EXERCISE MATERIAL:
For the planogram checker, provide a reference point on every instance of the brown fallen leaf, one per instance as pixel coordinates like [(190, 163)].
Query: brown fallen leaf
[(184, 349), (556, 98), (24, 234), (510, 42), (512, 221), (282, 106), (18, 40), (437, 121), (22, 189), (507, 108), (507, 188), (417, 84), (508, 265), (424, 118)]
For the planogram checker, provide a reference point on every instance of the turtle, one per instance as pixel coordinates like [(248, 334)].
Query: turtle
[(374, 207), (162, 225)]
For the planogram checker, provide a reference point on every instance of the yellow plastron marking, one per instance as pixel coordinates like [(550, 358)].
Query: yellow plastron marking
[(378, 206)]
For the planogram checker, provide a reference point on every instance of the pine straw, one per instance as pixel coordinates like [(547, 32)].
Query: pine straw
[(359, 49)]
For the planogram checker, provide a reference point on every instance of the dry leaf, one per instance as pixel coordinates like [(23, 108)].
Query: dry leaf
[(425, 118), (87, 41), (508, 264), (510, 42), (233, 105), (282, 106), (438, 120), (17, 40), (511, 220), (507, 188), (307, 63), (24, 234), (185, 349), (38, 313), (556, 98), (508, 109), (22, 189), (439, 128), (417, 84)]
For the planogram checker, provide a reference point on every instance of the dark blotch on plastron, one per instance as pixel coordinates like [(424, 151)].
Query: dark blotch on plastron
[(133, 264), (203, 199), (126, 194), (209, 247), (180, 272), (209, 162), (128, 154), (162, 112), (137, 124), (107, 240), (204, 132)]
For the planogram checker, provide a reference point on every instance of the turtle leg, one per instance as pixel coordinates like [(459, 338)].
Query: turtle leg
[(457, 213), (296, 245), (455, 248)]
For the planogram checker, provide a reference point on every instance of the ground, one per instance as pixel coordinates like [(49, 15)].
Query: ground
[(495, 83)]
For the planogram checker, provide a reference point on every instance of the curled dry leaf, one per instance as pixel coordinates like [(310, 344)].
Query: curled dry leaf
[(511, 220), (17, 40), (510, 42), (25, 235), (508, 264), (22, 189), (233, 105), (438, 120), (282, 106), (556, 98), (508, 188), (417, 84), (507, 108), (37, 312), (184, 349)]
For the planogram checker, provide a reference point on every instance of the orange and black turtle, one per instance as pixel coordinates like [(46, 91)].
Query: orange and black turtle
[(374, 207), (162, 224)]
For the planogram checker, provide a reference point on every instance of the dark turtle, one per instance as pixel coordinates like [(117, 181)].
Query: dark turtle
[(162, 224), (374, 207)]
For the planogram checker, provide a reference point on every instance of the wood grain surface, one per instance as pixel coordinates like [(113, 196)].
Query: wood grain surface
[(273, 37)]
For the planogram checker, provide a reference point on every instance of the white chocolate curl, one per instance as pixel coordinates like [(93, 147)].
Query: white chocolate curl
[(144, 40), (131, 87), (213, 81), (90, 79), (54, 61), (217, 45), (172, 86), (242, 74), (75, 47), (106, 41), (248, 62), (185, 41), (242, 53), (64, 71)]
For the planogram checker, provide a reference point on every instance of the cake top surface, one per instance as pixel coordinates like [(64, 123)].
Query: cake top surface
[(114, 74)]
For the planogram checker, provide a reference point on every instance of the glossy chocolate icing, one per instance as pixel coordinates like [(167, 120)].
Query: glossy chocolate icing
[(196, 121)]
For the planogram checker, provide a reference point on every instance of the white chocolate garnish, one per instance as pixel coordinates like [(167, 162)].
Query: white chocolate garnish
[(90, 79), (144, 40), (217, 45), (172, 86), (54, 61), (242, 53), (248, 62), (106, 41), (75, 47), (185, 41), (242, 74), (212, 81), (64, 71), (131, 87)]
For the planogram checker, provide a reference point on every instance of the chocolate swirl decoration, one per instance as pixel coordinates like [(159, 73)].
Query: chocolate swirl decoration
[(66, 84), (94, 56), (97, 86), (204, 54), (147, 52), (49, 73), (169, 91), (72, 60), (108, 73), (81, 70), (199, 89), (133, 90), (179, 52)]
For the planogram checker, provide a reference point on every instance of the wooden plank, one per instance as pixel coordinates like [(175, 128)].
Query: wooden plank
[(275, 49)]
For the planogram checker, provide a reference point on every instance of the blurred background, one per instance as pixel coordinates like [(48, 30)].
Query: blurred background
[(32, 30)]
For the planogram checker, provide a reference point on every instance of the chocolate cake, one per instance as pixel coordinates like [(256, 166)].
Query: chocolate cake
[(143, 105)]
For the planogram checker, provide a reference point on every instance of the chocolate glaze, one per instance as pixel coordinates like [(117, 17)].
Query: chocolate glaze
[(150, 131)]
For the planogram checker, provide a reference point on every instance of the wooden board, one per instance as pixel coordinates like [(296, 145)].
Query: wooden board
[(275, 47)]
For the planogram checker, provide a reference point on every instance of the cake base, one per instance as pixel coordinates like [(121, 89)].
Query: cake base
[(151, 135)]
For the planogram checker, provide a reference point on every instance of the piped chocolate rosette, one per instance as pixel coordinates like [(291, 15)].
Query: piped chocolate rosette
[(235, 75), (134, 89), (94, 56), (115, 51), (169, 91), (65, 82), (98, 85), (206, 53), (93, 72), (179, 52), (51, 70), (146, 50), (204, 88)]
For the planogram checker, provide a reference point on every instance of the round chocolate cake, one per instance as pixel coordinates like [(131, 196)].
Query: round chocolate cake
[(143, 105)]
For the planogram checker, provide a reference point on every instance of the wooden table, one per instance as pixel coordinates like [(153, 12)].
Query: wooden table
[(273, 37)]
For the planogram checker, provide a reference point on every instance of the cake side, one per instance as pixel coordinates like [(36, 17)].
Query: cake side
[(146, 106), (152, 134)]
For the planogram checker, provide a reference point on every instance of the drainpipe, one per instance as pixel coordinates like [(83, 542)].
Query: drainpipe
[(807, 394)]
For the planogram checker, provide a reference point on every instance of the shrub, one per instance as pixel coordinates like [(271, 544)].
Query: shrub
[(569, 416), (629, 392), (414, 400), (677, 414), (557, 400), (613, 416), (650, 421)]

WHAT THE EXERCISE ASKS: Copy the items above word for word, keeping every line in its original order.

ANSWER TO THIS PROBLEM:
For the planogram checker, provide a reference point on every instance of the brown fallen leaf, one per instance as pixel coordinates like [(190, 163)].
Query: brown fallen leaf
[(184, 349), (556, 98), (24, 234), (510, 42), (512, 221), (282, 106), (18, 40), (437, 121), (22, 189), (507, 108), (507, 188), (417, 84), (508, 265), (424, 118)]
For the planogram checker, provide a reference point on every instance of the turtle, one per instance as pixel coordinates like [(248, 334)].
Query: turtle
[(374, 207), (162, 225)]
For the planogram checker, provide a reference point on every instance of the yellow plastron marking, one per instance as pixel coordinates like [(550, 358)].
Query: yellow plastron marking
[(378, 206)]
For the planogram checker, provide a reference point on every instance of the pine straw, one per instance as pixel coordinates like [(547, 32)].
Query: pine straw
[(359, 49)]
For the planogram checker, provide a reference point on every instance of the dry leaf, one per instance as pixel coordinates like [(23, 108)].
Query: dry leaf
[(425, 118), (87, 41), (508, 264), (510, 42), (233, 105), (282, 106), (438, 120), (17, 40), (511, 220), (507, 188), (307, 63), (24, 234), (185, 349), (38, 313), (556, 98), (508, 109), (22, 189), (439, 128), (417, 84)]
For the planogram checker, provide a reference point on every instance of the dark blotch on plastron, one per instance as pixel coordinates like [(424, 151)].
Query: dark blotch on plastron
[(133, 264), (203, 199), (126, 194), (209, 247), (180, 272), (209, 162), (128, 154), (162, 112), (137, 124), (107, 240), (204, 132)]
For the planogram checker, provide a reference point on every instance of the turtle leg, one per instance as pixel coordinates like [(459, 338)].
Query: turtle leg
[(457, 213), (296, 245), (455, 248)]
For the planogram checker, provide a reference point on every instance of the ground, one per instance as pixel coordinates like [(49, 15)].
Query: ground
[(495, 83)]
For the planogram checker, provide a reference point on every instance of the curled dry leaf, one per instance as pixel coordinates like [(310, 344)].
Query: curled dry leaf
[(511, 220), (17, 40), (510, 42), (25, 235), (508, 264), (22, 189), (233, 105), (438, 120), (282, 106), (556, 98), (508, 188), (417, 84), (507, 108), (37, 312), (184, 349)]
For the planogram checker, provide a reference point on every instance of the orange and black turtle, one per instance as pixel coordinates like [(46, 91)].
Query: orange and black turtle
[(374, 207), (162, 224)]
For the planogram checker, provide a reference point on every instance of the dark turtle, one per instance as pixel coordinates like [(117, 181)].
Query: dark turtle
[(162, 224), (374, 207)]
For the planogram checker, provide a reference point on every instance of the wood grain surface, one per instance as pixel coordinates like [(113, 196)].
Query: wood grain surface
[(273, 37)]
For the planogram checker, provide a reference point on every instance of the white chocolate curl, one per instance as pixel coordinates like [(93, 147)].
Query: white chocolate curl
[(144, 40), (131, 87), (213, 81), (90, 79), (54, 61), (217, 45), (172, 86), (242, 74), (75, 47), (106, 41), (248, 62), (185, 41), (242, 53), (64, 71)]
For the planogram checker, provide a reference point on every instance of the cake top surface, one per instance as pixel coordinates like [(64, 123)].
Query: cake top surface
[(114, 74)]
For the planogram checker, provide a reference point on every instance of the glossy chocolate icing, one per instance as pixel coordinates like [(167, 120)].
Query: glossy chocolate icing
[(196, 121)]
For the planogram checker, provide a reference point on every instance of the white chocolate garnish, one per instance as pixel coordinates like [(167, 162)].
Query: white chocolate garnish
[(90, 79), (144, 40), (217, 45), (172, 86), (54, 61), (242, 53), (248, 62), (106, 41), (75, 47), (185, 41), (242, 74), (212, 81), (64, 71), (131, 87)]
For the planogram checker, provide a reference point on every instance of the chocolate swirl decoration, one per instance as pixel coordinates like [(159, 73)].
Query: chocolate swirl decoration
[(66, 84), (94, 56), (97, 86), (204, 54), (147, 52), (49, 73), (169, 91), (72, 60), (108, 73), (81, 70), (199, 89), (133, 90), (179, 52)]
For the planogram checker, provide a reference point on every instance of the wooden plank, one per instance as pixel coordinates like [(175, 128)].
Query: wooden plank
[(275, 49)]
For the planogram checker, provide a reference point on every instance of the blurred background, one per instance as pixel coordinates like [(48, 30)].
Query: blurred background
[(32, 30)]
For the planogram checker, provide a reference point on every instance of the chocolate cake, one per instance as pixel coordinates like [(256, 166)].
Query: chocolate cake
[(143, 105)]
For the planogram checker, provide a reference point on every instance of the chocolate glaze, one per instance as pixel coordinates like [(117, 17)].
Query: chocolate glaze
[(150, 131)]
For the planogram checker, provide a reference point on every instance of the wooden board, one per instance as pixel coordinates like [(296, 145)].
Query: wooden board
[(275, 47)]
For the planogram checker, provide a reference point on every instance of the cake base, one per instance as pixel coordinates like [(121, 89)].
Query: cake base
[(151, 135)]
For the planogram checker, provide a reference point on every instance of the piped chocolate rosette, one per instance as pixel coordinates like [(291, 15)].
Query: piped chocolate rosette
[(235, 75), (134, 89), (94, 56), (115, 51), (169, 91), (65, 82), (98, 85), (206, 53), (93, 72), (179, 52), (51, 70), (146, 50), (204, 88)]
For the planogram checker, provide a reference point on every instance of the round chocolate cake, one per instance as pixel coordinates like [(131, 196)].
Query: round chocolate cake
[(143, 105)]
For the planogram checker, provide a reference point on every instance of the wooden table, one per instance as pixel coordinates like [(153, 12)].
Query: wooden table
[(273, 37)]
For the planogram checker, provide a reference point on every instance of the cake side, one per instance as pixel coordinates like [(36, 17)].
Query: cake side
[(146, 106), (152, 134)]
For the planogram checker, provide a reference point on every instance of the drainpipe, one per instance as pixel coordinates like [(83, 542)].
Query: drainpipe
[(807, 394)]
For the planogram checker, provide a reference point on every instance of the shrub, one per instance as pixel coordinates like [(271, 544)].
Query: shrub
[(569, 416), (629, 392), (414, 400), (677, 414), (557, 400), (613, 416), (650, 421)]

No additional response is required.